### Task
Word for word, return every record.

### Given records

^^^^^^^^^^^^^^^^

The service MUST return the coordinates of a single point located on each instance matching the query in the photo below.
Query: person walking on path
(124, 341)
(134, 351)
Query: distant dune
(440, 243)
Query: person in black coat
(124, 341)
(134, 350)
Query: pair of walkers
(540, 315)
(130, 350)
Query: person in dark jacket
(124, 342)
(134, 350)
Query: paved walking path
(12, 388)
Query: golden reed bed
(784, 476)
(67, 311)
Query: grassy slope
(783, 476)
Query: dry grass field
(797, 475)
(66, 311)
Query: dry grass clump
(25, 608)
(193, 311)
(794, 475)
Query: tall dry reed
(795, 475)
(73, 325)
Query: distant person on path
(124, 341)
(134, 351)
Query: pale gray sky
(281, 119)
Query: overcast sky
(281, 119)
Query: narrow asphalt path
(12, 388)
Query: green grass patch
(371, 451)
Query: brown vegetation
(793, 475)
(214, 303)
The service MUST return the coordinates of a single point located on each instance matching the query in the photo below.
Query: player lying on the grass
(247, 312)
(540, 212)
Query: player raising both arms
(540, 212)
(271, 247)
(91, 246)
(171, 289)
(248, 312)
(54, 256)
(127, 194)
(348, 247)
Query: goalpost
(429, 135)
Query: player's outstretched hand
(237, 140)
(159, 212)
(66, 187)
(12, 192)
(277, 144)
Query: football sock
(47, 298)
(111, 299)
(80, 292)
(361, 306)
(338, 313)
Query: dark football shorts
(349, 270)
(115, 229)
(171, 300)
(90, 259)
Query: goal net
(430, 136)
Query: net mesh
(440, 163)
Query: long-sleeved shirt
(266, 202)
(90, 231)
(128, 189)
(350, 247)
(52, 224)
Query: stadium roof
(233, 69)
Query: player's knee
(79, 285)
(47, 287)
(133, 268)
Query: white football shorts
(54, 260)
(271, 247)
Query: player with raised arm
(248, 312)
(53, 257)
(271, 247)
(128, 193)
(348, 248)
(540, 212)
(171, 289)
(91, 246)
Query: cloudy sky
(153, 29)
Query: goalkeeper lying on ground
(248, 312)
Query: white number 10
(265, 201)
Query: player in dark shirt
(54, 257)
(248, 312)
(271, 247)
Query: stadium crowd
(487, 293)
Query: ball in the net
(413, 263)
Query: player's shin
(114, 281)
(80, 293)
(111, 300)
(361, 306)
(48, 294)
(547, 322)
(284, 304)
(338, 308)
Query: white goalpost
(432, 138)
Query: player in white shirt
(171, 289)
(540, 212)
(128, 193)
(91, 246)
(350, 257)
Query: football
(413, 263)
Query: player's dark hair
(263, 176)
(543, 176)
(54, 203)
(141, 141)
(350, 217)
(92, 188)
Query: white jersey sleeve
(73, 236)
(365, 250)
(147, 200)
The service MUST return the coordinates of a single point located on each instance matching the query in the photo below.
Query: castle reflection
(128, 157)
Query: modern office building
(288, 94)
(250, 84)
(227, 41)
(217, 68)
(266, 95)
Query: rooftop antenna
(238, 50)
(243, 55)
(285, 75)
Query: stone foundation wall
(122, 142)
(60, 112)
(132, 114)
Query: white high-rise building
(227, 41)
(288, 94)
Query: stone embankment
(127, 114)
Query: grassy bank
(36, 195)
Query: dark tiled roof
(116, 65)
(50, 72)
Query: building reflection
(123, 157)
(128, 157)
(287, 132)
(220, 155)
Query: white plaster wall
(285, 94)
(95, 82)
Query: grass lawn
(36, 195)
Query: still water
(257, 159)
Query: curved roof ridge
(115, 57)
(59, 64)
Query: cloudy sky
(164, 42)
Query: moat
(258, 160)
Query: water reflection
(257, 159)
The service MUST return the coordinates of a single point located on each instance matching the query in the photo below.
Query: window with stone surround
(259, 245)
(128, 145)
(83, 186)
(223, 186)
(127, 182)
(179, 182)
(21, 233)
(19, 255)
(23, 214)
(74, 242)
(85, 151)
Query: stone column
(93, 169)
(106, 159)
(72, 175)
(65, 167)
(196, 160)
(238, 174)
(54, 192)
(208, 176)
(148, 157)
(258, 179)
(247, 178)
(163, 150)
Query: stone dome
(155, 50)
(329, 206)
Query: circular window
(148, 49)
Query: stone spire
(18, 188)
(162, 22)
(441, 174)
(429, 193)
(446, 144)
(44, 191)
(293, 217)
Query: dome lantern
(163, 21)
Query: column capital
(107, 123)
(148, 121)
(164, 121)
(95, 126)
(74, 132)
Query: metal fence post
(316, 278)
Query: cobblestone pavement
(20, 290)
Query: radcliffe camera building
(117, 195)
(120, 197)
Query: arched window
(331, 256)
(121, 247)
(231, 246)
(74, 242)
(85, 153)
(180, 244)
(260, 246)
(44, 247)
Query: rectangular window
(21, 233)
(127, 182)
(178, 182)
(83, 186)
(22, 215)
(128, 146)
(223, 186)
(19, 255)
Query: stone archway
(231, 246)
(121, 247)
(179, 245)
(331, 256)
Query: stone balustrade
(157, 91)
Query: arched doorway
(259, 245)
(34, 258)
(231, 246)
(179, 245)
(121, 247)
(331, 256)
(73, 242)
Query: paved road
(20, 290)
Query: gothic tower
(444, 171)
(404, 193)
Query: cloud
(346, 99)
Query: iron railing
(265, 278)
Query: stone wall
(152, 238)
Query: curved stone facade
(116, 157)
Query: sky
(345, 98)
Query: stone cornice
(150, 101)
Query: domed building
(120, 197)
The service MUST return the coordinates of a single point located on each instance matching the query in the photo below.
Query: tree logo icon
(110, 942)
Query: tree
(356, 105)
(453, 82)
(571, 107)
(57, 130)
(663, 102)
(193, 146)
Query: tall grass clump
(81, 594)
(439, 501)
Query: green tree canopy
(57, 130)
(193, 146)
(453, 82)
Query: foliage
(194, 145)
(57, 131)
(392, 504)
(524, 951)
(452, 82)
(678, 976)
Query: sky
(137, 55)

^^^^^^^^^^^^^^^^

### Output below
The service MUST return the coordinates of a single point located on each instance matching the query in the photo below.
Query: person walking on path
(124, 341)
(134, 351)
Query: distant dune
(440, 243)
Query: person in black coat
(124, 341)
(134, 350)
Query: pair of walkers
(540, 315)
(130, 350)
Query: person in dark jacket
(124, 342)
(134, 350)
Query: paved walking path
(12, 388)
Query: golden reed bed
(784, 476)
(67, 311)
Query: grassy slope
(783, 476)
Query: dry grass field
(797, 475)
(66, 311)
Query: dry grass clump
(25, 608)
(193, 311)
(794, 475)
Query: tall dry reed
(795, 475)
(73, 325)
Query: distant person on path
(124, 341)
(134, 351)
Query: pale gray sky
(281, 119)
Query: overcast sky
(281, 119)
Query: narrow asphalt path
(12, 388)
Query: green grass patch
(371, 451)
Query: brown vegetation
(793, 475)
(214, 303)
The service MUST return the coordinates of a single point located on each instance matching the query in the photo below.
Query: player lying on the grass
(247, 312)
(540, 212)
Query: player raising both arms
(540, 212)
(271, 247)
(91, 246)
(171, 289)
(248, 312)
(54, 256)
(127, 194)
(348, 247)
Query: goalpost
(429, 135)
Query: player's outstretched hand
(237, 140)
(159, 212)
(66, 187)
(12, 192)
(277, 144)
Query: football sock
(47, 298)
(111, 299)
(80, 292)
(361, 306)
(338, 313)
Query: dark football shorts
(349, 270)
(115, 229)
(171, 300)
(90, 259)
Query: goal net
(430, 136)
Query: net mesh
(440, 163)
Query: long-sleeved shirt
(266, 202)
(90, 231)
(128, 189)
(350, 247)
(52, 224)
Query: stadium roof
(233, 69)
Query: player's knee
(79, 285)
(47, 287)
(133, 268)
Query: white football shorts
(54, 260)
(271, 247)
Query: player with raised arm
(248, 312)
(53, 257)
(271, 247)
(128, 193)
(348, 248)
(540, 212)
(171, 289)
(91, 246)
Query: cloudy sky
(153, 29)
Query: goalkeeper lying on ground
(248, 312)
Query: white number 10
(265, 201)
Query: player in dark shirt
(54, 257)
(248, 312)
(271, 247)
Query: stadium crowd
(487, 293)
Query: ball in the net
(413, 263)
Query: player's shin
(114, 281)
(80, 293)
(111, 300)
(361, 306)
(48, 294)
(547, 322)
(284, 304)
(338, 308)
Query: white goalpost
(432, 138)
Query: player in white shirt
(171, 289)
(540, 212)
(128, 193)
(91, 246)
(350, 257)
Query: football
(413, 263)
Query: player's dark hair
(263, 176)
(543, 176)
(54, 203)
(141, 141)
(350, 217)
(92, 188)
Query: white jersey sleeve
(73, 236)
(365, 250)
(147, 200)
The service MUST return the coordinates of a single point located on each instance matching the query in the photo below.
Query: castle reflection
(128, 157)
Query: modern office building
(288, 94)
(250, 84)
(227, 41)
(217, 68)
(266, 95)
Query: rooftop antenna
(238, 50)
(243, 55)
(285, 75)
Query: stone foundation wall
(122, 142)
(60, 112)
(132, 114)
Query: white high-rise building
(227, 41)
(288, 94)
Query: stone embankment
(127, 114)
Query: grassy bank
(36, 195)
Query: dark tiled roof
(116, 65)
(50, 72)
Query: building reflection
(123, 157)
(128, 157)
(287, 132)
(220, 155)
Query: white plaster wall
(285, 94)
(95, 82)
Query: grass lawn
(36, 195)
Query: still water
(257, 159)
Query: curved roof ridge
(115, 57)
(59, 64)
Query: cloudy sky
(164, 42)
Query: moat
(258, 160)
Query: water reflection
(257, 159)
The service MUST return the coordinates of a single point located on each instance matching the query in the photo below.
Query: window with stone surround
(259, 245)
(128, 145)
(83, 186)
(223, 186)
(127, 182)
(179, 182)
(21, 233)
(19, 255)
(23, 214)
(74, 242)
(85, 151)
Query: stone column
(93, 169)
(106, 159)
(72, 175)
(65, 167)
(196, 160)
(238, 174)
(54, 192)
(208, 176)
(148, 157)
(258, 179)
(247, 178)
(163, 150)
Query: stone dome
(155, 50)
(329, 206)
Query: circular window
(148, 49)
Query: stone spire
(18, 188)
(162, 22)
(441, 174)
(429, 193)
(446, 144)
(44, 191)
(293, 217)
Query: dome lantern
(163, 21)
Query: column capital
(107, 123)
(148, 121)
(164, 121)
(95, 126)
(74, 132)
Query: metal fence post
(316, 278)
Query: cobblestone pavement
(20, 290)
Query: radcliffe camera building
(117, 195)
(120, 197)
Query: arched window
(331, 256)
(121, 247)
(231, 246)
(74, 242)
(85, 153)
(180, 244)
(260, 246)
(44, 247)
Query: rectangular window
(21, 233)
(127, 182)
(178, 182)
(83, 186)
(22, 215)
(128, 146)
(223, 186)
(19, 255)
Query: stone archway
(231, 246)
(121, 247)
(179, 245)
(331, 256)
Query: stone balustrade
(157, 91)
Query: arched doorway
(259, 245)
(34, 258)
(231, 246)
(179, 245)
(121, 247)
(331, 256)
(73, 242)
Query: paved road
(20, 290)
Query: gothic tower
(444, 171)
(404, 193)
Query: cloud
(346, 99)
Query: iron railing
(265, 278)
Query: stone wall
(152, 238)
Query: curved stone facade
(116, 157)
Query: sky
(345, 98)
Query: stone cornice
(150, 101)
Query: domed building
(120, 197)
The service MUST return the coordinates of a single point located on each instance matching the query in the photo below.
Query: tree logo icon
(110, 942)
Query: tree
(356, 105)
(453, 82)
(571, 107)
(57, 130)
(663, 102)
(193, 146)
Query: tall grass clump
(81, 594)
(439, 501)
Query: green tree canopy
(57, 130)
(193, 146)
(453, 82)
Query: foliage
(194, 145)
(57, 131)
(392, 504)
(524, 951)
(452, 82)
(678, 976)
Query: sky
(137, 55)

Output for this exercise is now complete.